- Ausgewählter Textabschnitt:
Gibt es die Möglichkeit, diesen Wunsch der Bewohnerschaft auf einen sozialen Treffpunkt einzuklagen?
Dorothee Albrecht: Damit haben wir uns bislang nicht befasst, weil noch eine gewisse Hoffnung bestand, aktuell durch eine neue Verwalterin der Wohnanlage, dass die Stiftung in einen Dialog mit den Mietern eintritt. Schließlich möchten wir Verbesserungen der Lebensumstände und im Umgang. Wir bevorzugen daher eine gütliche Einigung. Leider ist keine Gesprächsbereitschaft beim Vermieter und beim Verwalter zu erkennen.
Interview: Renate Straetling, Fotos: Bewohnerinnen und Bewohner des Wohnstiftes "Hospi"
Link
https://seniorenimwedding.jimdosite.com
Bitte, liebe Leserschaft, teilen Sie uns Ihre Meinung zu diesem Anliegen in den Kommentaren mit.
Vielen Dank liebe Dorothee, vielen Dank lieber Werner und alle Anderen, die sich um uns Alle kümmern. Ich wohne seit 2003 in der Reinickendorfer Str. 59b. Meine Kinder sind hier groß geworden und ich hoffe, hier mein hohes Alter zu erreichen. Ich habe durch Zufall erfahren, dass es doch eine "Mieterversammlung" gibt, und dabei die liebe Dorothee, Werner und Andere kennengelernt. Sie haben wollkommen Recht! Wir müssen uns währen, gegen Verbote etc. Ich kann mich noch erinnern, dass ich die Räume für Kindergeburtstage "gemietet" habe: ich habe den Schlüssel bekommen und den Schlüssel abgegeben. Ein Tag vorher und ein Tag nachher. Es waren manchmal 16 Kinder und kein Mensch hat gemeckert. Ich habe den Raum sauber gemacht, vorher und naher. Es haben Skats-Abends in dem Raum gewesen und jeder konnte hallo sagen. Die Hausmeister waren nicht dabei. Warum dies jetzt nötig ist, ist "fragwürdig". Ich bin voll und ganz der Meinung, dass uns die Räume freigestellt werden sollten und dass alle wissen sollten, wo und wann sie dort gehen können. Das ist zu regeln. Nicht jeder hat Zeit und gerade Abends oder spät Nachmittag möchte mal sich mit jemanden Anderen austauschen. Eine Pinnwand oder Ähnliches ist nicht kostensaufwendig. Immer hin billiger, als die leere Räume, die wir nicht benützen aber zahlen dürfen. Zu der Pfarrerin Elisa Sgraja möchte ich nur sagen, dass ich unter Pfarrerin was Anderes verstehe. Für mich ist sie nur eine Person, die Theologie studiert hat.

- Datenauszüge:
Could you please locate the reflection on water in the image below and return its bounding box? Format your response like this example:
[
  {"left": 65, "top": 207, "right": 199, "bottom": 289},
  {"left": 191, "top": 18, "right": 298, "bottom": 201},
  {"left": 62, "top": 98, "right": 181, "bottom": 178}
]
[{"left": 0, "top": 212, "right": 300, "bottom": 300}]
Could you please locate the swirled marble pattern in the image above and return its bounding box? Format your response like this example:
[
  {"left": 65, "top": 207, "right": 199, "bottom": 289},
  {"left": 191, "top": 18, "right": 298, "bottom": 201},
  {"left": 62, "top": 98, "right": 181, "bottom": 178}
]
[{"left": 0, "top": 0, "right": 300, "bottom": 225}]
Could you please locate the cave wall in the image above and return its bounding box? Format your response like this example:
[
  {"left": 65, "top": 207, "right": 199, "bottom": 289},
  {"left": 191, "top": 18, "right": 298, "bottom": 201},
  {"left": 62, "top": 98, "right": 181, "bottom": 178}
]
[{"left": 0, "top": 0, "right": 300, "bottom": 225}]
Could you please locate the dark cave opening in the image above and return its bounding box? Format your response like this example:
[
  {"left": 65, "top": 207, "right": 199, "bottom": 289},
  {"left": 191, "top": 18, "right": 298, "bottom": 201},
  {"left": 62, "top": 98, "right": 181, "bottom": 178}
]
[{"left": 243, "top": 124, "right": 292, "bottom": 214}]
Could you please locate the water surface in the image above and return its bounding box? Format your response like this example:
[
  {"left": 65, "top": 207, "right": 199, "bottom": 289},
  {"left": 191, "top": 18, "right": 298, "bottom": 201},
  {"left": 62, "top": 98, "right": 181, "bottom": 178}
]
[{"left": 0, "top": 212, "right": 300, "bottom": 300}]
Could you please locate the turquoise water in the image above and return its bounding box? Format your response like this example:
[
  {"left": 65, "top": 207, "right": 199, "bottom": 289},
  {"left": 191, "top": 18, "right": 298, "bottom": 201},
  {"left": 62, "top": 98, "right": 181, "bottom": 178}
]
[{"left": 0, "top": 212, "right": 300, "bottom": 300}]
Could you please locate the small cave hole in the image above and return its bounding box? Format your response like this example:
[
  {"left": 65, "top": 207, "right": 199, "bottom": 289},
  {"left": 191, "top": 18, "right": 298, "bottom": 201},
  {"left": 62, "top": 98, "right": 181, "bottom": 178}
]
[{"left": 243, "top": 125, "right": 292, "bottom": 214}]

- Arbeitsanweisungen:
A. Geben Sie den Textabschnitt zwischen „Dorothee Albrecht: Damit“ und „Verwalter zu erkennen.“ einschließlich wieder und ersetzen Sie dabei „Stiftung“ durch „Genossenschaft“.
B. Welche Art der Lösung bevorzugt man laut Dorothee Albrecht im Textabschnitt?

- Antwortübersicht:
A.
Dorothee Albrecht: Damit haben wir uns bislang nicht befasst, weil noch eine gewisse Hoffnung bestand, aktuell durch eine neue Verwalterin der Wohnanlage, dass die Genossenschaft in einen Dialog mit den Mietern eintritt. Schließlich möchten wir Verbesserungen der Lebensumstände und im Umgang. Wir bevorzugen daher eine gütliche Einigung. Leider ist keine Gesprächsbereitschaft beim Vermieter und beim Verwalter zu erkennen.

B. Eine gütliche Einigung.